* **Zu erledigende Aufgaben**
1. Nenne alle Textstellen im Übungstext, die in deutschen Anführungszeichen („…“) stehen.
2. Gib den Abschnitt des Übungstexts wortgetreu wieder, beginnend bei „Mit Listenplatz 6“ und endend bei „Duisburg II (Nord).“.

* **Übungstext**
--------------------------------

Duisburg. Er will die Stahlarbeitsplätze retten und Kinderarmut bekämpfen: Christian Leye tritt bei der Bundestagswahl in Duisburg für die Linken an.

Mit Listenplatz 6 hat Christian Leye seinen Platz im nächsten Bundestag so gut wie sicher. Der 40-Jährige kandidiert für Die Linke im Wahlkreis Duisburg II (Nord).

Sein Interesse für politische Themen wurde schon in der Familie geweckt, beide Elternteile sind Betriebsräte; sich zu engagieren, war daheim der Normalzustand. „Da war klar, auf welcher Seite man steht. Ich bin früh mit meinem Vater auf Demos gegangen, gegen Rassismus, gegen Krieg, das gehörte dazu“, berichtet Leye.

Leye fordert angesichts des Desasters in Afghanistan „mehr Demut“ der regierenden Parteien

Auch interessant

Die Friedensbewegung gegen den Afghanistan-Krieg habe vor 20 Jahren den finalen Impuls für sein Engagement in der Politik gegeben. Die aktuell viel diskutierte Enthaltung seiner Parteigenossen bei der Entscheidung, Ortskräfte zu retten, unterstützt Leye. Er hätte sich ebenfalls enthalten oder nicht zugestimmt, denn seine Partei habe bereits vor Monaten zwei entsprechende Anträge gestellt, die von der Mehrheit nicht unterstützt wurden – „von denen, die uns jetzt vorwerfen, nicht mitgegangen zu sein“. Leye hält diese Art der „Symbolpolitik“ für verlogen und unmoralisch, denn das Mandat sei darauf ausgerichtet gewesen, viele Leute zurück zu lassen.

--------------------------------

* **Zeigedaten zu Referenzausdrücken**

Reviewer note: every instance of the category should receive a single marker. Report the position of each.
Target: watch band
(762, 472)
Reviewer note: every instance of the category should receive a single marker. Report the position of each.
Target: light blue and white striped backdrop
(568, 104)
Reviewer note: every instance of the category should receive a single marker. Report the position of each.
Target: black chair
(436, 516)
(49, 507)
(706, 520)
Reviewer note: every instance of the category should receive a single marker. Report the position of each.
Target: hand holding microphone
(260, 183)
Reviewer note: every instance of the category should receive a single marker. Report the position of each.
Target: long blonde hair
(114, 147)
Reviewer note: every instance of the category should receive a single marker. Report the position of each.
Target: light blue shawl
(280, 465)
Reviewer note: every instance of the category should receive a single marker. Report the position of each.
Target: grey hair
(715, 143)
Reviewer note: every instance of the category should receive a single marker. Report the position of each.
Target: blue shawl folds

--------------------------------

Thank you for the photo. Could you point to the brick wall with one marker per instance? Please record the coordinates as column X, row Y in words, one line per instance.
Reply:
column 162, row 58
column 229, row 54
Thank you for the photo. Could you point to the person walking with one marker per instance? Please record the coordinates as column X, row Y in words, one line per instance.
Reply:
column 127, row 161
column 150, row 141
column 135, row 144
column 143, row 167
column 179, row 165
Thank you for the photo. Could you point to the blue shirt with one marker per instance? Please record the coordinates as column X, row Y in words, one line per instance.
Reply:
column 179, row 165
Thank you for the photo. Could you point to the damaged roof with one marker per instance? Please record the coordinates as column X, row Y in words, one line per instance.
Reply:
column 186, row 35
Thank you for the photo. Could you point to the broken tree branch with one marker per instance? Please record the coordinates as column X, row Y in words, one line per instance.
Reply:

--------------------------------

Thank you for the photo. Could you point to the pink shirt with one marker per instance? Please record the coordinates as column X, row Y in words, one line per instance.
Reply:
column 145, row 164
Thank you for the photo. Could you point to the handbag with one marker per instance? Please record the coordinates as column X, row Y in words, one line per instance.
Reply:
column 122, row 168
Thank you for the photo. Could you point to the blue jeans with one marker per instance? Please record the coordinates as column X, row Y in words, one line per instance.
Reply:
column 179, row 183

--------------------------------

* **Nummerierte Antworten**
1.
- Da war klar, auf welcher Seite man steht. Ich bin früh mit meinem Vater auf Demos gegangen, gegen Rassismus, gegen Krieg, das gehörte dazu
- mehr Demut
- von denen, die uns jetzt vorwerfen, nicht mitgegangen zu sein
- Symbolpolitik

2.
Mit Listenplatz 6 hat Christian Leye seinen Platz im nächsten Bundestag so gut wie sicher. Der 40-Jährige kandidiert für Die Linke im Wahlkreis Duisburg II (Nord).